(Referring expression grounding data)
+++++

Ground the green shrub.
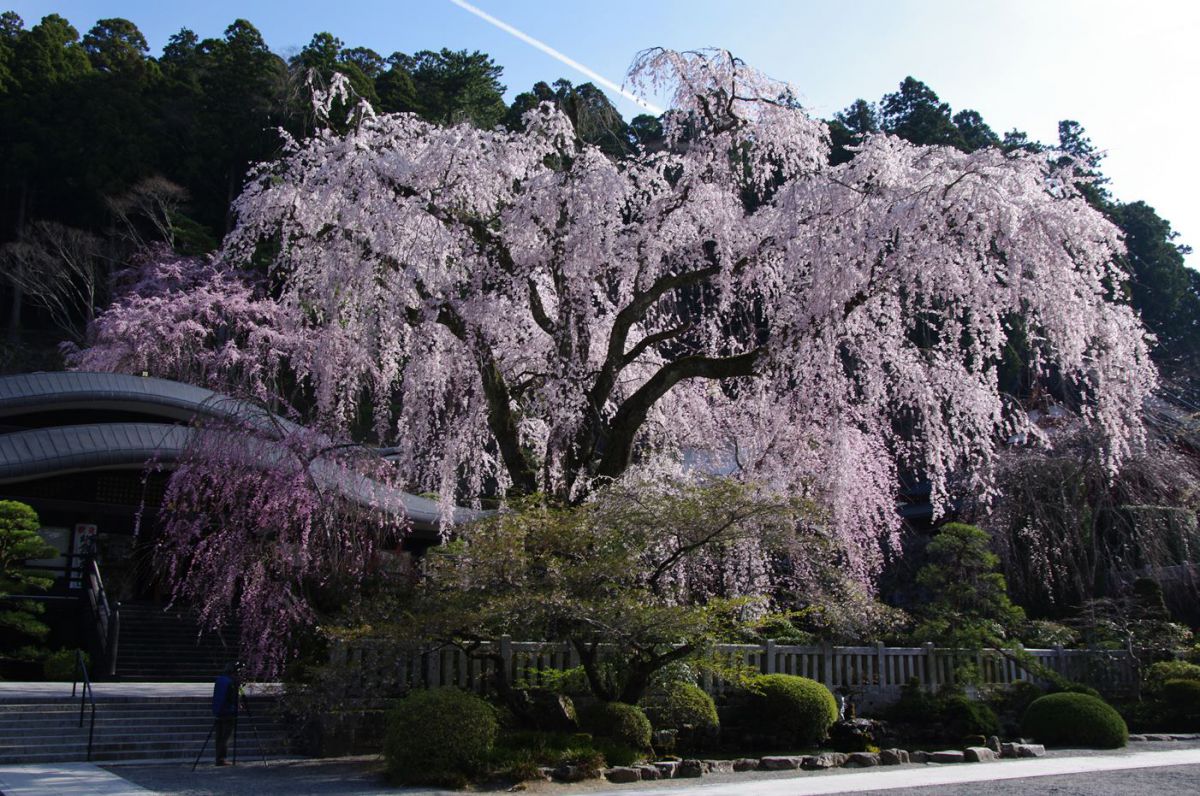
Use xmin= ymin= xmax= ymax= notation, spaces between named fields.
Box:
xmin=1022 ymin=692 xmax=1128 ymax=749
xmin=384 ymin=688 xmax=498 ymax=785
xmin=940 ymin=694 xmax=1000 ymax=739
xmin=749 ymin=674 xmax=838 ymax=747
xmin=42 ymin=649 xmax=88 ymax=682
xmin=1160 ymin=679 xmax=1200 ymax=730
xmin=1144 ymin=660 xmax=1200 ymax=694
xmin=579 ymin=702 xmax=652 ymax=750
xmin=1046 ymin=681 xmax=1102 ymax=699
xmin=641 ymin=681 xmax=719 ymax=732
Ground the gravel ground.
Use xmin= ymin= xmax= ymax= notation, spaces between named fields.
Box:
xmin=105 ymin=741 xmax=1200 ymax=796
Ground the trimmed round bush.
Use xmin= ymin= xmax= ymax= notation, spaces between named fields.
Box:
xmin=641 ymin=682 xmax=719 ymax=732
xmin=750 ymin=674 xmax=839 ymax=747
xmin=1145 ymin=660 xmax=1200 ymax=694
xmin=1022 ymin=692 xmax=1128 ymax=749
xmin=579 ymin=702 xmax=652 ymax=750
xmin=384 ymin=687 xmax=499 ymax=785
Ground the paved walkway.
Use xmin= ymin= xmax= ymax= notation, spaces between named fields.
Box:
xmin=0 ymin=763 xmax=153 ymax=795
xmin=2 ymin=744 xmax=1199 ymax=795
xmin=589 ymin=747 xmax=1200 ymax=795
xmin=0 ymin=682 xmax=281 ymax=702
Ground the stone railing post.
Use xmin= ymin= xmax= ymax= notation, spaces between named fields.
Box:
xmin=764 ymin=639 xmax=776 ymax=675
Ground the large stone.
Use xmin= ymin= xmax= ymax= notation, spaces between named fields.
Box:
xmin=653 ymin=761 xmax=679 ymax=778
xmin=517 ymin=689 xmax=578 ymax=732
xmin=999 ymin=742 xmax=1019 ymax=759
xmin=677 ymin=759 xmax=704 ymax=778
xmin=964 ymin=747 xmax=995 ymax=763
xmin=801 ymin=752 xmax=847 ymax=769
xmin=880 ymin=748 xmax=909 ymax=765
xmin=760 ymin=755 xmax=803 ymax=770
xmin=845 ymin=752 xmax=880 ymax=767
xmin=910 ymin=750 xmax=932 ymax=764
xmin=931 ymin=750 xmax=965 ymax=764
xmin=1128 ymin=734 xmax=1147 ymax=743
xmin=1015 ymin=743 xmax=1046 ymax=758
xmin=1144 ymin=734 xmax=1174 ymax=742
xmin=987 ymin=735 xmax=1002 ymax=754
xmin=702 ymin=759 xmax=734 ymax=774
xmin=637 ymin=765 xmax=662 ymax=781
xmin=552 ymin=764 xmax=587 ymax=782
xmin=605 ymin=767 xmax=642 ymax=783
xmin=732 ymin=758 xmax=760 ymax=772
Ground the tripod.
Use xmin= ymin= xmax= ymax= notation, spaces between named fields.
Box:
xmin=191 ymin=691 xmax=270 ymax=770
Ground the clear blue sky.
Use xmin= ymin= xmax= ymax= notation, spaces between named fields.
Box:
xmin=9 ymin=0 xmax=1199 ymax=261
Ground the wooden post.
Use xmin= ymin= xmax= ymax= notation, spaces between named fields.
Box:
xmin=764 ymin=639 xmax=776 ymax=675
xmin=924 ymin=642 xmax=937 ymax=691
xmin=876 ymin=641 xmax=886 ymax=689
xmin=498 ymin=635 xmax=513 ymax=688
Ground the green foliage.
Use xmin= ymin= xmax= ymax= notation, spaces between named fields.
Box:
xmin=579 ymin=702 xmax=652 ymax=750
xmin=888 ymin=679 xmax=1000 ymax=740
xmin=911 ymin=523 xmax=1024 ymax=649
xmin=749 ymin=674 xmax=838 ymax=747
xmin=42 ymin=649 xmax=88 ymax=681
xmin=400 ymin=479 xmax=811 ymax=707
xmin=939 ymin=694 xmax=1001 ymax=738
xmin=0 ymin=501 xmax=55 ymax=661
xmin=1144 ymin=660 xmax=1200 ymax=694
xmin=488 ymin=729 xmax=632 ymax=778
xmin=641 ymin=681 xmax=718 ymax=733
xmin=1022 ymin=693 xmax=1128 ymax=748
xmin=383 ymin=688 xmax=498 ymax=785
xmin=1161 ymin=679 xmax=1200 ymax=727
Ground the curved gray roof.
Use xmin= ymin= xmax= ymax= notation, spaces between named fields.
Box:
xmin=0 ymin=372 xmax=487 ymax=531
xmin=0 ymin=422 xmax=476 ymax=531
xmin=0 ymin=371 xmax=230 ymax=422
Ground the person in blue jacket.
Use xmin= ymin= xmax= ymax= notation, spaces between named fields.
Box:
xmin=212 ymin=662 xmax=240 ymax=765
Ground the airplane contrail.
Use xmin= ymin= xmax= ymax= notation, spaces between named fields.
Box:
xmin=446 ymin=0 xmax=664 ymax=115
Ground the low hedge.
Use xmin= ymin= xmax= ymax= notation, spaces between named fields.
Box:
xmin=1021 ymin=692 xmax=1128 ymax=749
xmin=641 ymin=682 xmax=719 ymax=733
xmin=579 ymin=702 xmax=652 ymax=750
xmin=749 ymin=674 xmax=838 ymax=747
xmin=384 ymin=688 xmax=498 ymax=785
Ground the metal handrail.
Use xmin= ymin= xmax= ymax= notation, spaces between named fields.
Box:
xmin=81 ymin=557 xmax=120 ymax=677
xmin=71 ymin=650 xmax=98 ymax=761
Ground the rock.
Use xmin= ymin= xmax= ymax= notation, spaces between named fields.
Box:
xmin=677 ymin=759 xmax=704 ymax=778
xmin=1015 ymin=743 xmax=1046 ymax=758
xmin=963 ymin=734 xmax=987 ymax=748
xmin=732 ymin=758 xmax=760 ymax=771
xmin=1128 ymin=734 xmax=1147 ymax=742
xmin=987 ymin=735 xmax=1002 ymax=754
xmin=1145 ymin=734 xmax=1175 ymax=742
xmin=519 ymin=689 xmax=578 ymax=732
xmin=702 ymin=759 xmax=734 ymax=774
xmin=910 ymin=750 xmax=931 ymax=764
xmin=552 ymin=764 xmax=586 ymax=782
xmin=761 ymin=755 xmax=803 ymax=770
xmin=653 ymin=761 xmax=679 ymax=779
xmin=605 ymin=767 xmax=642 ymax=783
xmin=537 ymin=767 xmax=555 ymax=781
xmin=637 ymin=765 xmax=661 ymax=781
xmin=964 ymin=747 xmax=995 ymax=763
xmin=1170 ymin=734 xmax=1200 ymax=741
xmin=845 ymin=752 xmax=880 ymax=767
xmin=880 ymin=748 xmax=909 ymax=765
xmin=999 ymin=742 xmax=1018 ymax=758
xmin=653 ymin=729 xmax=678 ymax=751
xmin=931 ymin=750 xmax=965 ymax=764
xmin=829 ymin=718 xmax=886 ymax=752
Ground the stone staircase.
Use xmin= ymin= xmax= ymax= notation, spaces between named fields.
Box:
xmin=0 ymin=694 xmax=290 ymax=764
xmin=116 ymin=602 xmax=240 ymax=682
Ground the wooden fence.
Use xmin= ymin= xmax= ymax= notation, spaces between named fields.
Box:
xmin=329 ymin=638 xmax=1139 ymax=705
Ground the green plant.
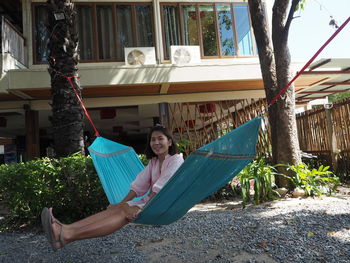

+++++

• The task: From the data above, copy each line where the string "blue" appears.

• Exercise answer:
Ground the clear blue sky.
Ground the person in blue jacket.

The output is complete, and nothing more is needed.